* begin Data supplied *

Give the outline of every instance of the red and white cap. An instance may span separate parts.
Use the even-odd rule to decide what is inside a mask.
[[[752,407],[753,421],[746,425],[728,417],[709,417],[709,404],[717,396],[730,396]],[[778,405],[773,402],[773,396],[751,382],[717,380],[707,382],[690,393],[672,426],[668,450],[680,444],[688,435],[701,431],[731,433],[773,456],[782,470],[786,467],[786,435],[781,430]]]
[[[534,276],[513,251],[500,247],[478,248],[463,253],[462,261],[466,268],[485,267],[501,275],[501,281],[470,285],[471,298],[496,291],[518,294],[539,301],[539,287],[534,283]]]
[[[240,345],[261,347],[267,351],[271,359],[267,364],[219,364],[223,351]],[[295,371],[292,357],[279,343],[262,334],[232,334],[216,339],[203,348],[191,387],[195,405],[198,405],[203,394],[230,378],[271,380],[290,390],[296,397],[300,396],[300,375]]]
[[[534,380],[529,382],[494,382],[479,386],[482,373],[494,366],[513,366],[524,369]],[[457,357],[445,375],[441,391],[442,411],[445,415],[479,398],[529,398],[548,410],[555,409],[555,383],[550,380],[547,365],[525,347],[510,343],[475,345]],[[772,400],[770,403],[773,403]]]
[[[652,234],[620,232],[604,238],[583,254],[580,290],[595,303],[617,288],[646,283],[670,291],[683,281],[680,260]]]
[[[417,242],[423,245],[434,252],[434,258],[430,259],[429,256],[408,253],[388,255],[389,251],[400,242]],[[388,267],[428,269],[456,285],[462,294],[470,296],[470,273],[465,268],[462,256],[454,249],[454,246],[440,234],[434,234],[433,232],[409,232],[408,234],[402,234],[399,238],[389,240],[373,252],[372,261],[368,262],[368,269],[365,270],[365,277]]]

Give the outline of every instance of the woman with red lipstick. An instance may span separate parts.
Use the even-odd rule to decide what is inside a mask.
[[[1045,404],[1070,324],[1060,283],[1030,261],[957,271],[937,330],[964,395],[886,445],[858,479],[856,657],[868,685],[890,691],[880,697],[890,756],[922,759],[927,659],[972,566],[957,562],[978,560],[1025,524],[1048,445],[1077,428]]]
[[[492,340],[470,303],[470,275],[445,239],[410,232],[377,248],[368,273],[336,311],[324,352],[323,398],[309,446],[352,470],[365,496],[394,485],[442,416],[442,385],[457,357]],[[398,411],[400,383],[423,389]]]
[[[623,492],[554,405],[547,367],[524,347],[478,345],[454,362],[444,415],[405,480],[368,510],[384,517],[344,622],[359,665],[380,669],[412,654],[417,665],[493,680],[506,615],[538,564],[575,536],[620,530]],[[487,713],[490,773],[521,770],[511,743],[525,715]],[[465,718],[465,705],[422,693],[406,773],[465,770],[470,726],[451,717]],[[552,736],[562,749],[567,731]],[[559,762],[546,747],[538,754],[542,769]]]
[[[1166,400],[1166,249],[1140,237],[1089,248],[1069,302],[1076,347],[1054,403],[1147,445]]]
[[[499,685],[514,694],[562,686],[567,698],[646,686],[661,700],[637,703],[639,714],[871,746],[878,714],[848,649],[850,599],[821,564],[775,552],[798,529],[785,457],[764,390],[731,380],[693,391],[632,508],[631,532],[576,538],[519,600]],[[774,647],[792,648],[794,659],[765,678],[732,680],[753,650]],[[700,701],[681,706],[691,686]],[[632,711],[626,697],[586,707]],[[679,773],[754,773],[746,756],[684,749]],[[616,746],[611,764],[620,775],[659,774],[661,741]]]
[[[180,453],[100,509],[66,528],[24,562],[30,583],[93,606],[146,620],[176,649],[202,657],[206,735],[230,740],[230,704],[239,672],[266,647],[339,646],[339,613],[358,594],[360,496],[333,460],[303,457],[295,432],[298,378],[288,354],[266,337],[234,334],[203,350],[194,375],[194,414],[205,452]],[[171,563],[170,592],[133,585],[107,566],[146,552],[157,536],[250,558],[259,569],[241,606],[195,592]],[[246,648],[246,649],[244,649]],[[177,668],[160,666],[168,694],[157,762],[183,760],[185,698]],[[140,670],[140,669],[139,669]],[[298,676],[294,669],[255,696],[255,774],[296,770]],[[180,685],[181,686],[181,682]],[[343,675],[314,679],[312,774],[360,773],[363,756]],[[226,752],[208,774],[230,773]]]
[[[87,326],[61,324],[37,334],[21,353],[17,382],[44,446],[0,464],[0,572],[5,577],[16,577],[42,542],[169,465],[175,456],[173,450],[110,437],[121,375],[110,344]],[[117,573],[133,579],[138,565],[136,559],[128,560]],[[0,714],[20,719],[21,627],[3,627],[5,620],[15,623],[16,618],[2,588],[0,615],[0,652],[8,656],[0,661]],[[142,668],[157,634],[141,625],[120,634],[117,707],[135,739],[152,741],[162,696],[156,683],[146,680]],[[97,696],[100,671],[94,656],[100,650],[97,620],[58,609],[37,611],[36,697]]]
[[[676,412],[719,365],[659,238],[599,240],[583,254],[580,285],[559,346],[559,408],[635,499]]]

* end Data supplied *

* Your goal *
Return all of the above records exactly, leaving no line out.

* Written solution *
Give the outline of every instance of the red and white cap. An instance may span separate parts.
Use the even-odd rule to decide what is inside a mask.
[[[752,407],[753,421],[746,425],[728,417],[709,417],[709,404],[717,396],[730,396]],[[778,405],[773,402],[773,396],[751,382],[717,380],[707,382],[690,393],[672,426],[668,450],[680,444],[688,435],[701,431],[731,433],[773,456],[782,470],[786,467],[786,435],[781,430]]]
[[[534,276],[513,251],[500,247],[478,248],[463,253],[462,261],[466,268],[485,267],[501,275],[501,281],[470,285],[471,298],[496,291],[518,294],[539,301],[539,287],[534,283]]]
[[[240,345],[261,347],[267,351],[271,359],[267,364],[219,364],[223,351]],[[295,371],[292,357],[279,343],[262,334],[232,334],[216,339],[203,348],[191,387],[195,405],[198,405],[203,394],[230,378],[271,380],[290,390],[296,397],[300,396],[300,375]]]
[[[534,380],[529,382],[494,382],[479,386],[482,373],[494,366],[513,366],[524,369]],[[457,357],[445,375],[441,391],[442,411],[445,415],[479,398],[529,398],[548,410],[555,409],[555,383],[550,380],[547,365],[525,347],[510,343],[475,345]],[[772,400],[770,403],[773,403]]]
[[[652,234],[620,232],[604,238],[583,254],[580,290],[595,303],[617,288],[646,283],[670,291],[683,281],[680,260]]]
[[[417,242],[423,245],[434,252],[434,258],[430,259],[429,256],[408,253],[388,255],[389,251],[400,242]],[[388,267],[428,269],[456,285],[462,294],[470,296],[470,273],[465,268],[462,256],[454,249],[454,246],[440,234],[434,234],[433,232],[409,232],[408,234],[402,234],[399,238],[389,240],[373,252],[372,261],[368,262],[368,269],[365,270],[365,277]]]

Give the outline of every instance of the woman with red lipstick. An instance may span separate parts.
Use the even-odd rule to decide what is inside a mask.
[[[1045,404],[1070,324],[1060,283],[1030,261],[957,271],[937,330],[964,395],[886,445],[858,479],[856,657],[868,685],[890,691],[880,697],[890,756],[922,759],[927,659],[972,566],[957,562],[978,560],[1025,524],[1048,445],[1077,428]]]
[[[492,340],[470,303],[470,275],[445,239],[410,232],[377,248],[368,273],[336,311],[324,352],[323,398],[309,446],[352,470],[365,496],[394,485],[442,416],[442,385],[457,357]],[[398,411],[400,383],[423,389]]]
[[[623,492],[554,405],[547,367],[524,347],[478,345],[454,362],[444,415],[405,480],[368,510],[384,517],[344,622],[359,665],[380,669],[412,654],[417,665],[493,680],[506,615],[538,564],[575,536],[620,530]],[[487,713],[490,773],[521,770],[511,743],[525,715]],[[465,718],[465,705],[422,693],[406,773],[465,770],[470,726],[451,717]],[[552,736],[562,749],[567,731]],[[559,762],[546,747],[538,754],[542,769]]]
[[[1166,400],[1166,249],[1140,237],[1089,248],[1069,302],[1076,347],[1054,403],[1147,445]]]
[[[499,685],[514,694],[562,686],[567,698],[646,686],[661,700],[637,703],[639,714],[871,746],[878,714],[848,649],[850,599],[821,564],[775,552],[798,529],[785,457],[764,390],[731,380],[693,391],[632,508],[631,532],[576,538],[519,600]],[[774,647],[792,648],[794,659],[765,678],[732,680],[753,650]],[[700,701],[681,706],[691,686]],[[632,711],[626,697],[586,707]],[[679,773],[754,773],[746,756],[684,749]],[[616,746],[611,764],[620,775],[659,774],[661,741]]]
[[[180,453],[100,509],[66,528],[24,562],[30,583],[93,606],[146,620],[176,649],[202,657],[206,735],[230,740],[230,704],[239,672],[266,647],[339,646],[339,613],[358,594],[360,496],[333,460],[303,457],[295,432],[298,378],[288,354],[266,337],[234,334],[203,350],[194,375],[194,414],[205,452]],[[171,563],[170,592],[133,585],[107,566],[146,552],[157,536],[250,558],[259,569],[241,606],[195,592]],[[246,648],[246,649],[244,649]],[[177,668],[160,666],[168,694],[157,762],[183,760],[185,698]],[[140,670],[140,669],[139,669]],[[298,676],[294,669],[255,696],[255,774],[296,770]],[[180,685],[181,686],[181,682]],[[343,675],[314,679],[312,774],[360,773],[363,756]],[[226,752],[208,774],[230,773]]]
[[[87,326],[61,324],[37,334],[21,353],[17,382],[44,446],[0,464],[0,572],[5,577],[16,577],[42,542],[169,465],[175,456],[173,450],[110,437],[121,375],[110,344]],[[117,573],[133,579],[138,565],[136,559],[128,560]],[[0,714],[20,719],[21,627],[3,627],[5,620],[15,623],[16,618],[2,588],[0,615],[0,652],[8,656],[0,661]],[[142,668],[157,634],[141,625],[120,634],[117,707],[135,739],[152,741],[162,696],[156,683],[146,680]],[[97,696],[100,671],[94,656],[100,650],[97,620],[58,609],[37,611],[36,697]]]
[[[676,412],[719,365],[659,238],[599,240],[583,254],[580,285],[559,346],[559,408],[635,499]]]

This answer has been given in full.